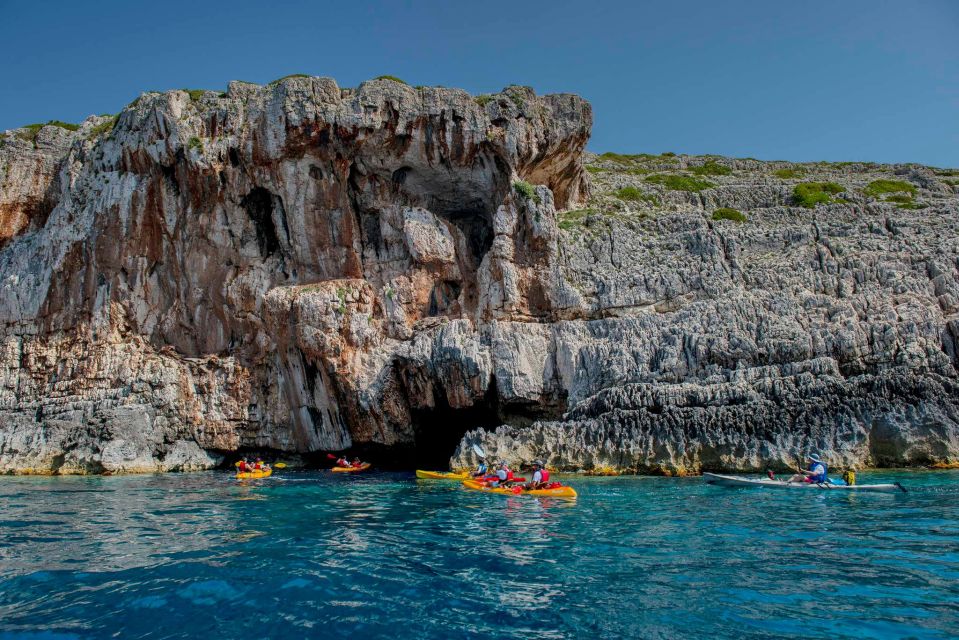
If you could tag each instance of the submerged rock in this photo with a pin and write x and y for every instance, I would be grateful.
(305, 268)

---

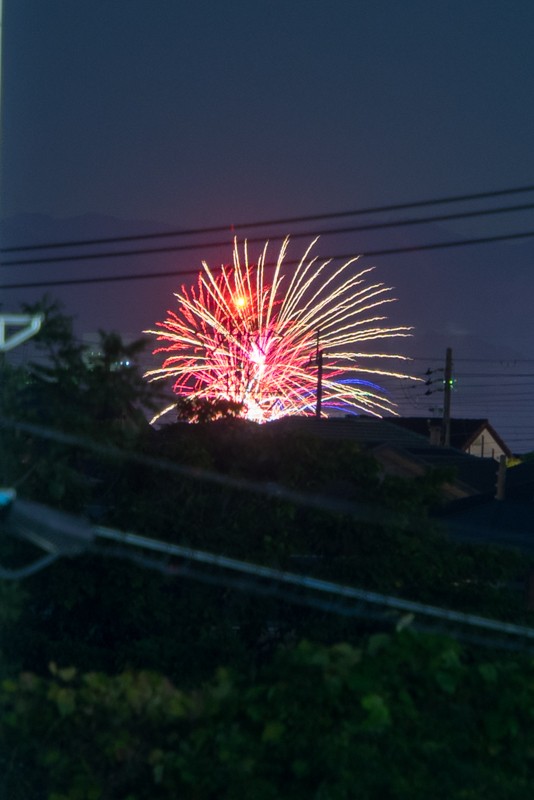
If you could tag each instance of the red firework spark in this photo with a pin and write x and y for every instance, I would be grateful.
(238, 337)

* * *

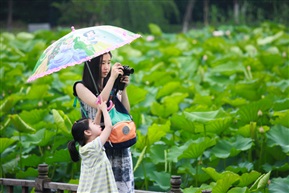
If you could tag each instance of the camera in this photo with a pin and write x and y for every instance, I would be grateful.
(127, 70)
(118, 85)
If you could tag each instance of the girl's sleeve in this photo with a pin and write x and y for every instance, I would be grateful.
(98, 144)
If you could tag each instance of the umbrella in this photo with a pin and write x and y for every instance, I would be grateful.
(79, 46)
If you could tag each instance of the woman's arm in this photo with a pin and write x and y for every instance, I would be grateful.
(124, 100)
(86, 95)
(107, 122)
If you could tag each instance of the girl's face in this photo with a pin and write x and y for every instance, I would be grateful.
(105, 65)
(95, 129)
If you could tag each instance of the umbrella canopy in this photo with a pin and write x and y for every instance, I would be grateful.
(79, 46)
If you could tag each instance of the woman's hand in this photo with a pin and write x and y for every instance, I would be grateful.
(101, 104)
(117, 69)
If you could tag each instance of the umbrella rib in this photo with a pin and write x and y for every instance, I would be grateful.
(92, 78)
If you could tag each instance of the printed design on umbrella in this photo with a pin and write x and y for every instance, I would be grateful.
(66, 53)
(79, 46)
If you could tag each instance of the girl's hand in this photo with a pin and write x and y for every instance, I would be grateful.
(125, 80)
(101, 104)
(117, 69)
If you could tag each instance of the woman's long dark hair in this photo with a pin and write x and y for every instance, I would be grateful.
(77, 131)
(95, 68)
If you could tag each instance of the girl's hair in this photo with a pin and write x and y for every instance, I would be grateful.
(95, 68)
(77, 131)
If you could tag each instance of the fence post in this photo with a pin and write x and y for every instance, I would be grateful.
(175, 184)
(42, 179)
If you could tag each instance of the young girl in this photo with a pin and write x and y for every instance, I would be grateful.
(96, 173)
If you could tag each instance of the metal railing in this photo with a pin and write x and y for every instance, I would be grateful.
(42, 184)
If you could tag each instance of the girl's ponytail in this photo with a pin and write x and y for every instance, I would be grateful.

* [Aim] Print every line of the listing unchanged, from the line containing "If you could tag each instance of the fence" down to the line containing "If you could tag each instance of the girl's ponytail", with both of those lines included.

* [Correct output]
If you could tag each instance of the fence post in this photo with a pin and write x and y for every instance, I would be grateful.
(175, 184)
(42, 179)
If you could tag each instance of the young girl in this photo with a pin and write x and y for every instance, I would be grateful.
(96, 173)
If you could tag each instance of the metal railing in this photo with a pin and write x and y for every instance, I would be grateful.
(42, 184)
If you could tag each instance of the girl's ponytail in this photo with a pin and write x and y for every instance, I would be grateful.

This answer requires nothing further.